• _WHAT THE TASK ASKS_: Rewrite the listing below as a numbered list, one item per line, omitting blank lines and leaving out the pictures.

• _Dataset excerpt_:
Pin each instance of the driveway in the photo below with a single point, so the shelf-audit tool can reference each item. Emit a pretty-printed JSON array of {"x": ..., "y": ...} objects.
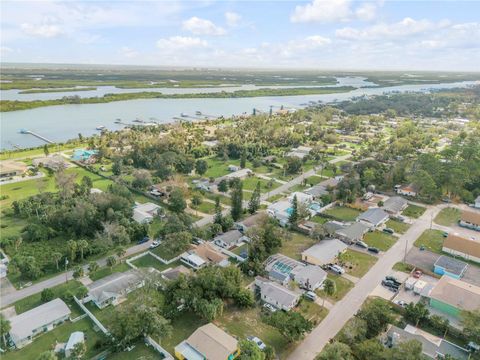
[
  {"x": 426, "y": 259},
  {"x": 351, "y": 303}
]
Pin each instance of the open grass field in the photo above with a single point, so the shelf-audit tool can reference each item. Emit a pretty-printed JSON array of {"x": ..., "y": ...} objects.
[
  {"x": 298, "y": 243},
  {"x": 431, "y": 240},
  {"x": 380, "y": 240},
  {"x": 60, "y": 334},
  {"x": 343, "y": 287},
  {"x": 343, "y": 213},
  {"x": 398, "y": 226},
  {"x": 358, "y": 263},
  {"x": 448, "y": 216},
  {"x": 414, "y": 211}
]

• _FINAL RESULT_:
1. Pin each instance of the driveway in the photo below with a single point, so the shelf-audit tool can reference each item. Emit a pretty-printed JSON array of {"x": ..., "y": ...} objects.
2. [
3.   {"x": 426, "y": 259},
4.   {"x": 351, "y": 303}
5. ]
6. Pin each instance of the open grass field in the photo above with a single point, so the shelf-audit tool can reference each item. Emit a pretty-printed JSON array of {"x": ..., "y": ...} objects.
7. [
8.   {"x": 298, "y": 243},
9.   {"x": 431, "y": 240},
10.   {"x": 380, "y": 240},
11.   {"x": 60, "y": 334},
12.   {"x": 343, "y": 287},
13.   {"x": 343, "y": 213},
14.   {"x": 398, "y": 226},
15.   {"x": 358, "y": 263},
16.   {"x": 448, "y": 216},
17.   {"x": 414, "y": 211}
18. ]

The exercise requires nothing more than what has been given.